--- begin EXCERPT ---

That journey began, intellectually, with the building blocks: Boolean algebra, combinatorial logic, and λ-calculus.
Then it expanded into continuous mathematics; Topics like manifolds, Riemannian geometry, tensor fields, complex differential equations were my norm for quite some time.
Then I circled back into the discrete domains of group theory, abstract algebra, and automata. My goal wasn’t just merely academic: it was absolutely epistemological. I wanted to understand the architectures of thought, artificial or otherwise.
But along that path, I encountered a blind spot; a massive, physical blind spot that had been sitting beneath the software abstractions I’d studied for years.
That missing piece was obeviously hardware.
As a software-centric developer, I had long avoided diving too much into low-level architecture. Hardware felt very opaque, slow to evolve, too “close to the metal.”
But it slowly became clear to me that it is hardware, not software, that ultimately shapes the boundaries of what software can express and optimize.
Instruction sets, memory hierarchies, cache coherence protocols, and interconnect topology impose structural constraints that directly affect learning efficiency, scaling, and even model architecture.
So I started reading more and more. Papers, datasheets, architecture overviews and so on. I followed obscure Stack Overflow threads trying to understand warp scheduling in CUDA and memory bank conflicts.
I even reached out to engineers working in compilers and chip design just to grasp concepts like register tiling, kernel fusion, and shared memory bank layout.
Then I stumbled across something very different. Something radical.
A fundamentally new approach to AI hardware: the Tensor Processing Unit (TPU).
Designed at Google starting in 2013 (and first deployed in 2015), the TPU was built not as a general-purpose processor, but as a domain-specific accelerator: custom silicon optimized for the high-throughput matrix multiplications at the heart of modern machine learning.

--- end EXCERPT ---
--- begin LISTING ---

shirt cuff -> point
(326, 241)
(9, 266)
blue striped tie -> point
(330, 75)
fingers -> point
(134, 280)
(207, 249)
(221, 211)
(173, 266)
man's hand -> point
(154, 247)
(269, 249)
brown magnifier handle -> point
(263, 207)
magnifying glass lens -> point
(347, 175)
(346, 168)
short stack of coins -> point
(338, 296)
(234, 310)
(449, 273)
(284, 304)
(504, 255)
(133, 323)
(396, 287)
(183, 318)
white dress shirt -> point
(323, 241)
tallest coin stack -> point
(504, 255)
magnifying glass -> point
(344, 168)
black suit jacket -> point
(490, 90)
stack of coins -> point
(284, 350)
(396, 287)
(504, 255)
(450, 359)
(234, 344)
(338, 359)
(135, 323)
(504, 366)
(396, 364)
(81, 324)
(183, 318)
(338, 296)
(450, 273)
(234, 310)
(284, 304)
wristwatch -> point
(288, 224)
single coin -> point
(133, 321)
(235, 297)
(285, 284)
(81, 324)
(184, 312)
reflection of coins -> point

--- end LISTING ---

**WHAT TO WORK ON:**
Rewrite the excerpt on AI hardware from "So I started" up to and including "Processing Unit (TPU).", replacing "engineers" with "developers".

**THE SOLUTION:**
So I started reading more and more. Papers, datasheets, architecture overviews and so on. I followed obscure Stack Overflow threads trying to understand warp scheduling in CUDA and memory bank conflicts.
I even reached out to developers working in compilers and chip design just to grasp concepts like register tiling, kernel fusion, and shared memory bank layout.
Then I stumbled across something very different. Something radical.
A fundamentally new approach to AI hardware: the Tensor Processing Unit (TPU).